# [Extracted text]
As the only Canadian guide onboard, I’ve incorrectly thought I had a nationality-based claim to the moustache and mullet inducing nostalgia of a beat-up Float Coat. But the only guy who somehow managed to score perpetual rights to said jacket was an Australian nicknamed Snowy. With 27 years of experience—including over-wintering in Antarctica and working alongside everything from the Australian Antarctic Survey to eco-tourism vessels—he ditched standard crew uniform and rocked a float coat every single day.
The most legendary thing about Snowy wasn’t his rock-steady polar skills. It was how he never, ever, wore anything more than cheap rubber gumboots, jeans under rain pants, a cotton t-shirt (under the float coat, of course) and a baseball hat.
If you caught him wearing gloves (which I only saw once) or he switched to a wool toque it was indicative of the mercury dropping...and safe to assume no matter what you put on, you weren’t going to be warm enough.

# [Required work]
• 1. From the passage about Snowy, list every piece of clothing named as the most he would ever wear.
• 2. Write the next few sentences of the passage about Snowy, picking up after its final sentence.

# [Entries]

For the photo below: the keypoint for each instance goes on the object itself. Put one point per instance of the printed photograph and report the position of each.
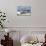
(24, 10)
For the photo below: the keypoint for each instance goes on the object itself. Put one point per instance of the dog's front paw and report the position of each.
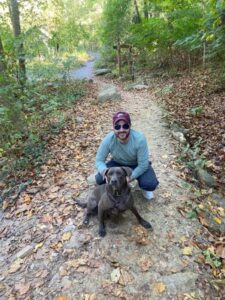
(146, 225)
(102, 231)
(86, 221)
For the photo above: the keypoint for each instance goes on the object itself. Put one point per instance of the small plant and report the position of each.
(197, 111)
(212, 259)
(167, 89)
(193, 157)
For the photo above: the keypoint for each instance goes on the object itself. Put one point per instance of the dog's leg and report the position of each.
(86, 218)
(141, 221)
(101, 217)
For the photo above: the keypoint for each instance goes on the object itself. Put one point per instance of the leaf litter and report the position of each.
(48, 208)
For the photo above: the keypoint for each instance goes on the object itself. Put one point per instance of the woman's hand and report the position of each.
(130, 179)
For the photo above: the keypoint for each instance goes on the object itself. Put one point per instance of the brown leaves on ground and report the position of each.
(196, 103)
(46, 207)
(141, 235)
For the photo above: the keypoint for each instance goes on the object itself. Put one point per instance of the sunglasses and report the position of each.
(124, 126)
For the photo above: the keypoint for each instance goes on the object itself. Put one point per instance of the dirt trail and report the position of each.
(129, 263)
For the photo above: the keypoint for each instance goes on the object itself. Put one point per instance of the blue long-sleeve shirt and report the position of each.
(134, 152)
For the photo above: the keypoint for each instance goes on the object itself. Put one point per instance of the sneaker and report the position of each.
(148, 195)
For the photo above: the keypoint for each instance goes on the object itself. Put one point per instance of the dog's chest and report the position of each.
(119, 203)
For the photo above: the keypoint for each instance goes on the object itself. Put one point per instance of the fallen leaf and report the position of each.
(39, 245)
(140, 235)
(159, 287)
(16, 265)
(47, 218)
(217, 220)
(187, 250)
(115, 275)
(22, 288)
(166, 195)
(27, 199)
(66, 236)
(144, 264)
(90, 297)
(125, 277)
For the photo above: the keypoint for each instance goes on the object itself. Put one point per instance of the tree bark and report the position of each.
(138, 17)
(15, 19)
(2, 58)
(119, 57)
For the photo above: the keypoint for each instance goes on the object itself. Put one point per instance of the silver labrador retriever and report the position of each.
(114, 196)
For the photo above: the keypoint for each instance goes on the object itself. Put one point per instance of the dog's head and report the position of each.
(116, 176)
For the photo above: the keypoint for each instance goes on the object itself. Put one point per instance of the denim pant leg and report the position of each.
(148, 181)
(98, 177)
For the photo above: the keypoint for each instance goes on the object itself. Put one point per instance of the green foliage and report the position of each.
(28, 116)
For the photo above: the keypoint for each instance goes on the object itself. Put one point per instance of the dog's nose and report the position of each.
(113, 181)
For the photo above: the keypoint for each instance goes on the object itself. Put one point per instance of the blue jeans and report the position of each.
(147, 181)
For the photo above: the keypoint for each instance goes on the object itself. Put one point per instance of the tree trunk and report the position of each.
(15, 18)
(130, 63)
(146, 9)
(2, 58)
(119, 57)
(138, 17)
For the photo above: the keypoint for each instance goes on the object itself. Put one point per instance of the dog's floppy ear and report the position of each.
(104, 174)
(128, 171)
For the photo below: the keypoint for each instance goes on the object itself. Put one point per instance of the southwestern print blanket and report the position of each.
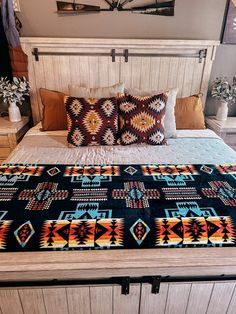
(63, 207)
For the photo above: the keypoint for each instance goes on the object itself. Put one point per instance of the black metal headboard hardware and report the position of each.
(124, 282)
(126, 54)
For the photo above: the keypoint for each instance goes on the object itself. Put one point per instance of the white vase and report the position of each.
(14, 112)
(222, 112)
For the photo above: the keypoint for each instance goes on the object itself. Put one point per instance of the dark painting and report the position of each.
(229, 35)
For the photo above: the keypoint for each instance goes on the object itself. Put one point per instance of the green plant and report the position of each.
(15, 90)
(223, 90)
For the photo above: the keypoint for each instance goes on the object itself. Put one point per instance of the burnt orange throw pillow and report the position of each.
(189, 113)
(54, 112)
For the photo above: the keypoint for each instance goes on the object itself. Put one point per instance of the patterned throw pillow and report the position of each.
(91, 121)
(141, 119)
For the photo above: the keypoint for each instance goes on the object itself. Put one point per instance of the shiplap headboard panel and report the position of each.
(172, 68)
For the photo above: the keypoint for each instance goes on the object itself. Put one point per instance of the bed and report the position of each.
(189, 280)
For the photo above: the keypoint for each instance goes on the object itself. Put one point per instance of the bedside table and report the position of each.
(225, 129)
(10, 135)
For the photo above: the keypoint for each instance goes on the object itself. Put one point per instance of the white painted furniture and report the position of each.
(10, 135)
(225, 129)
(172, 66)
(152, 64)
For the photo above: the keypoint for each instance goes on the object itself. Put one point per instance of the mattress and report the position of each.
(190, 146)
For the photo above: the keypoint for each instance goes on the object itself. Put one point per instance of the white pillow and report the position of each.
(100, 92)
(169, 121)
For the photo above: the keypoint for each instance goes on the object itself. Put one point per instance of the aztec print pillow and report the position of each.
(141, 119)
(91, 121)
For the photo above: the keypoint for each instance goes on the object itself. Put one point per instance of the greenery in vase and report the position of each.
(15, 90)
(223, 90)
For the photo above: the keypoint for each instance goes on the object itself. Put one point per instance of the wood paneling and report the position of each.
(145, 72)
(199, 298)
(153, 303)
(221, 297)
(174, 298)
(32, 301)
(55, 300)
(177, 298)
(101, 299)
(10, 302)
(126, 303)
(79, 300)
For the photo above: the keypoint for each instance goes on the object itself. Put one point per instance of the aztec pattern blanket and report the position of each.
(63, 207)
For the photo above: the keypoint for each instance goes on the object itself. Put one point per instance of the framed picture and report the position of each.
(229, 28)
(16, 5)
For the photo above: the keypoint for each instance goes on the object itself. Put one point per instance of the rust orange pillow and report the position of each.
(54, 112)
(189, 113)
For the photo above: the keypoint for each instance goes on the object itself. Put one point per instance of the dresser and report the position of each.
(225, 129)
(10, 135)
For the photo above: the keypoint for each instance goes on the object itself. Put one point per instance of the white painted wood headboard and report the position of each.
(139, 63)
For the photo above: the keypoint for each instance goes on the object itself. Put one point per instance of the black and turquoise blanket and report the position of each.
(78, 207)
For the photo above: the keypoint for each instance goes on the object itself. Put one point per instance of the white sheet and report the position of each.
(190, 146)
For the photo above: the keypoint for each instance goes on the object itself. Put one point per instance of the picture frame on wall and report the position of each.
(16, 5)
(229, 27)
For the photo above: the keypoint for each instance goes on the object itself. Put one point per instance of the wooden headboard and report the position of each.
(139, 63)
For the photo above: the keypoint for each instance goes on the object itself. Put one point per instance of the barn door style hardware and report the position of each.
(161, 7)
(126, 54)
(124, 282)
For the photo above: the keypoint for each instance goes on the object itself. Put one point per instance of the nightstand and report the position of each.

# [The responses]
• 1. cheap rubber gumboots, jeans, rain pants, a cotton t-shirt, a float coat, a baseball hat

• 2.
He was the guy leaders turned to when things got spicy. On late night staff-only reconnaissance missions to Smith Island—the island with the highest mountains in the South Shetland Islands of the Antarctic Peninsula region—who was driving? Snowy.
He’d rip the boat through growlers and pack ice in uncharted waters, find a landing site on an island never before visited by a tourist operation, and keep it steady as swells rolled in and pummeled the boat; dodging rocks with the propeller as the back end of the boat got lifted and dropped on the submerged boulders.
And when the boat was full of water, right over the transom, as full of water as a boat could be, Snowy was the guy driving us back to the ship with a big smile on his face.
No gloves, no wool hat.
From then on, I’d just smile looking over at Snowy. Rocking the orange Float Coat, dressed as minimally as he always did, as we all froze. No mullet, no moustache but a modern no bullshit Mustang Survival man through and through.
I put my have-to-be-the-one-in-Mustang pride aside while on deck with Snowy. And I know my seaworthy- or Canadian-ness isn’t tied to being the one clad in that orange beacon of marine safety.
Regardless, the nostalgia is real.
And I know I’ll get that jacket back….someday.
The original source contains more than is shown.